───── TESTO FORNITO ─────

Assicurazione ed Infortunistica

Saturday 09 February 2008

L’ appaltatore per la manutenzione delle strade risponde dei danni da incidente stradale.

L’appaltatore per la manutenzione
delle strade risponde dei danni da incidente stradale.

Cassazione – Sezione quarta
penale – sentenza 15 novembre 2007 – 8 febbraio 2008, n. 6267

Presidente Brusco – Relatore
Piccialli

Pm Meloni – difforme – Ricorrente
Martella

Fatto e diritto

Con la sentenza in epigrafe la Corte di appello di Roma
confermava la sentenza in primo grado emessa in data 5 novembre 2001 dal
Tribunale della stessa città, con la quale, per quanto qui rileva,
Martella Ivo era stato ritenuto colpevole del reato di omicidio colposo in
danno di Saladini Elena, mentre era stato assolto con la formula per non aver
commesso il fatto il capo squadra dell’Acea.

Il grave sinistro stradale aveva
coinvolto Elena Saladini nella notte del 20 aprile 1996, quando, percorrendo il
tratto di via Salaria corrispondente all’ingresso di
Villa Ada, alla guida di un ciclomotore, a causa della presenza di tre
"buche" corrispondenti a chiusini non livellati, aveva perso il
controllo del veicolo ed era caduta all’indietro, battendo la testa contro il
piano stradale.

L’odierno ricorrente era stato
chiamato a risponderne in qualità di titolare della ditta omonima, società
appaltatrice delle opere di manutenzione del manto stradale per la zona
comprendente il tratto di via Salaria interessato dal
sinistro.

─────

**COSA FARE:** Estrai per intero il testo sulla sentenza della Cassazione, senza cambiare nulla. L'elenco non ha alcun ruolo in questo lavoro.

───── DATI FORNITI ─────

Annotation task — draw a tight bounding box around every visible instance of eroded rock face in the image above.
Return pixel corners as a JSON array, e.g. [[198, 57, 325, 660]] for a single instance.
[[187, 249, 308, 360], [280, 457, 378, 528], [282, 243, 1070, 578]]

─────

**RISPOSTA FINALE:**
Assicurazione ed Infortunistica

Saturday 09 February 2008

L’ appaltatore per la manutenzione delle strade risponde dei danni da incidente stradale.

L’appaltatore per la manutenzione
delle strade risponde dei danni da incidente stradale.

Cassazione – Sezione quarta
penale – sentenza 15 novembre 2007 – 8 febbraio 2008, n. 6267

Presidente Brusco – Relatore
Piccialli

Pm Meloni – difforme – Ricorrente
Martella

Fatto e diritto

Con la sentenza in epigrafe la Corte di appello di Roma
confermava la sentenza in primo grado emessa in data 5 novembre 2001 dal
Tribunale della stessa città, con la quale, per quanto qui rileva,
Martella Ivo era stato ritenuto colpevole del reato di omicidio colposo in
danno di Saladini Elena, mentre era stato assolto con la formula per non aver
commesso il fatto il capo squadra dell’Acea.

Il grave sinistro stradale aveva
coinvolto Elena Saladini nella notte del 20 aprile 1996, quando, percorrendo il
tratto di via Salaria corrispondente all’ingresso di
Villa Ada, alla guida di un ciclomotore, a causa della presenza di tre
"buche" corrispondenti a chiusini non livellati, aveva perso il
controllo del veicolo ed era caduta all’indietro, battendo la testa contro il
piano stradale.

L’odierno ricorrente era stato
chiamato a risponderne in qualità di titolare della ditta omonima, società
appaltatrice delle opere di manutenzione del manto stradale per la zona
comprendente il tratto di via Salaria interessato dal
sinistro.